Page excerpt
++++++++

When Simon Peter replies, he doesn’t really answer ‘yes’ or ‘no’.  Rather, his response is,  “Lord, to whom can we go? You have the words of eternal life. We have come to believe and know that you are the Holy One of God.”  It is like saying, “I don’t really understand what you are telling us about eating your body and drinking your blood, but I have enough trust in you, to believe that I will come to understand it someday.”

And there is the heart of the matter.  It is a question of believing, just as Jesus had told them.  But it’s not about believing in a church doctrine.  Instead, it means to trust or to rely on someone.  That is what the twelve disciples have.  They trust Jesus even if they don’t always understand him.

For us, this whole thing may seem like not such a big deal.  We’ve had two thousand years of immersion in the sacraments, especially the eucharist.  We munch bread and drink wine every week and nobody turns a hair.  But without two millenia of experience, how do Peter and the twelve leap to the faith of the true answer?

++++++++

Data for review
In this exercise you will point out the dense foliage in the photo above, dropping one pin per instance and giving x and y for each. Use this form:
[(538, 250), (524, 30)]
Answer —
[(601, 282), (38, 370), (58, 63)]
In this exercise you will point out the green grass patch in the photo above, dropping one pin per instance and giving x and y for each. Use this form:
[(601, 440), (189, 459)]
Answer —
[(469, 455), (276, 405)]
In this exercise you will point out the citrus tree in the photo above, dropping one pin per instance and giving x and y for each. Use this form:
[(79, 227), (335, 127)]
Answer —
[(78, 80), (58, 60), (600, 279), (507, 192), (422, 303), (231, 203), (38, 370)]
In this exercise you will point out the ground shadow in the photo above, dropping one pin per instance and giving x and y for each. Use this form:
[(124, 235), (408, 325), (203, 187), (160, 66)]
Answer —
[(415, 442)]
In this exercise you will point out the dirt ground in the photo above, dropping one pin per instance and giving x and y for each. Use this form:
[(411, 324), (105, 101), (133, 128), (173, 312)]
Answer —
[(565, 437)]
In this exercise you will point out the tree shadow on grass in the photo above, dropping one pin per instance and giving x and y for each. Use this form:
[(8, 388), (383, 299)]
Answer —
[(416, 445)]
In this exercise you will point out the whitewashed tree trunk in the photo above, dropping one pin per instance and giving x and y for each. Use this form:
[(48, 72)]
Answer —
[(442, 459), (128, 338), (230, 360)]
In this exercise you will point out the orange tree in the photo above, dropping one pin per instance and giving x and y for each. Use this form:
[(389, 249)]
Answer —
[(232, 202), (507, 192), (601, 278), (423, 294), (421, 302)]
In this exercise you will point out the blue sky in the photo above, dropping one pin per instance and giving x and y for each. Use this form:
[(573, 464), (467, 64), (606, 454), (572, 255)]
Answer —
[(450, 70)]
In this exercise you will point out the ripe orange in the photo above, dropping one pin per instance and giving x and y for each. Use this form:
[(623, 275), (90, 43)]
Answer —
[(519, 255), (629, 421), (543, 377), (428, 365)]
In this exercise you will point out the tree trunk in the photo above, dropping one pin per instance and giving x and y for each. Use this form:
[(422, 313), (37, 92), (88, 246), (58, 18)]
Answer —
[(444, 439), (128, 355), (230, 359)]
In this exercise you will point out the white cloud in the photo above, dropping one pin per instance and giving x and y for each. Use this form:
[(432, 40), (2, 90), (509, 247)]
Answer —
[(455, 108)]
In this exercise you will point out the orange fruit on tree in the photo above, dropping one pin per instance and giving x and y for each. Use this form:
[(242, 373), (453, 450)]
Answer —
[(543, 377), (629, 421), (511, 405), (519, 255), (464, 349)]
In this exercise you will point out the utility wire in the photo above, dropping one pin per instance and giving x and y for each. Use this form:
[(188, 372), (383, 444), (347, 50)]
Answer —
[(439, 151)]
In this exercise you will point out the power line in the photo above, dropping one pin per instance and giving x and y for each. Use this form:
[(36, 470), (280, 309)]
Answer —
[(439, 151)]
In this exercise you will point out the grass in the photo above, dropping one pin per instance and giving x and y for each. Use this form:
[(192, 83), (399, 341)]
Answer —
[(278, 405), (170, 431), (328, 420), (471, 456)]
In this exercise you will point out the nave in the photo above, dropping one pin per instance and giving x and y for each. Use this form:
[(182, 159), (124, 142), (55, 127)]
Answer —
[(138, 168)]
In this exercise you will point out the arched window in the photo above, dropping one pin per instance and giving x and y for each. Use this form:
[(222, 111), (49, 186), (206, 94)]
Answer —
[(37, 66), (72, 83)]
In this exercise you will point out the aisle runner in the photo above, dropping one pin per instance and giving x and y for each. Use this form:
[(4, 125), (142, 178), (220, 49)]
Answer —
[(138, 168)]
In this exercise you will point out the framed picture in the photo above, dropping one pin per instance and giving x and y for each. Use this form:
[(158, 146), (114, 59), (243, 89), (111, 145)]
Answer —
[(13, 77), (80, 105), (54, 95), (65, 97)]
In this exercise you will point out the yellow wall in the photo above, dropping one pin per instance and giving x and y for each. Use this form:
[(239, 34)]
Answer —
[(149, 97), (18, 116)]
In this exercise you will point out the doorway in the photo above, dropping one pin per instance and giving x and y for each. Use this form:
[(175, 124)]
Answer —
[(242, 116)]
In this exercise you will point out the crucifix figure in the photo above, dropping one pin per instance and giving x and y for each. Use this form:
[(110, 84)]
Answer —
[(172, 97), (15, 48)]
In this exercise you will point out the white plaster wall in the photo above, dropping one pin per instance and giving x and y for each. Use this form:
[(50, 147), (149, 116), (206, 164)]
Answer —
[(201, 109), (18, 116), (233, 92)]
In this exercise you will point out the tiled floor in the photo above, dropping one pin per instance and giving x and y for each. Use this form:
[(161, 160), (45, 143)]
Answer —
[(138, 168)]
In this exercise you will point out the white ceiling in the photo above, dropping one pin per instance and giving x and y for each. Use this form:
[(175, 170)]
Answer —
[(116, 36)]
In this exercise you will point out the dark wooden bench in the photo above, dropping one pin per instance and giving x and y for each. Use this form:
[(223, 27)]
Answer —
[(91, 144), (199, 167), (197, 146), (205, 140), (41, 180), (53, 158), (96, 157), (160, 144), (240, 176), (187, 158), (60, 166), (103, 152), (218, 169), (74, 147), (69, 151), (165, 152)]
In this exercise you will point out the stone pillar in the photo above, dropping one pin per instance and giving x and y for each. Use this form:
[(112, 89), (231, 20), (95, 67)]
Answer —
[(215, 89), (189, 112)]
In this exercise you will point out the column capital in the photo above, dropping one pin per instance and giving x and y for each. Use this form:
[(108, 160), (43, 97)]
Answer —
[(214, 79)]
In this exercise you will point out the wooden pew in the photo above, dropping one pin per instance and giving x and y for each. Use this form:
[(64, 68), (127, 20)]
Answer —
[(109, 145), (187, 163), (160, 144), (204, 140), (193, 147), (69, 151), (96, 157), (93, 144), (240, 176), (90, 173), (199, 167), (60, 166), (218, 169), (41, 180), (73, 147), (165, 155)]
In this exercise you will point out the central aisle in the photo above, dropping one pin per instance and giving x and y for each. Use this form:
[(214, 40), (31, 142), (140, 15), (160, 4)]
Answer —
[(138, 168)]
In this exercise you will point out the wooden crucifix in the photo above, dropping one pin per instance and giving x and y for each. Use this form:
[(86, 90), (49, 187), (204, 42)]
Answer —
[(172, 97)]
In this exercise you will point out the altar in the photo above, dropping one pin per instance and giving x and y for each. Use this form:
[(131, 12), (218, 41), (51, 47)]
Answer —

++++++++

What you are asked to do
Transcribe the passage above on Peter's answer to Jesus, starting with "For us, this" and going on through "the true answer?".

Answer for this exercise
For us, this whole thing may seem like not such a big deal.  We’ve had two thousand years of immersion in the sacraments, especially the eucharist.  We munch bread and drink wine every week and nobody turns a hair.  But without two millenia of experience, how do Peter and the twelve leap to the faith of the true answer?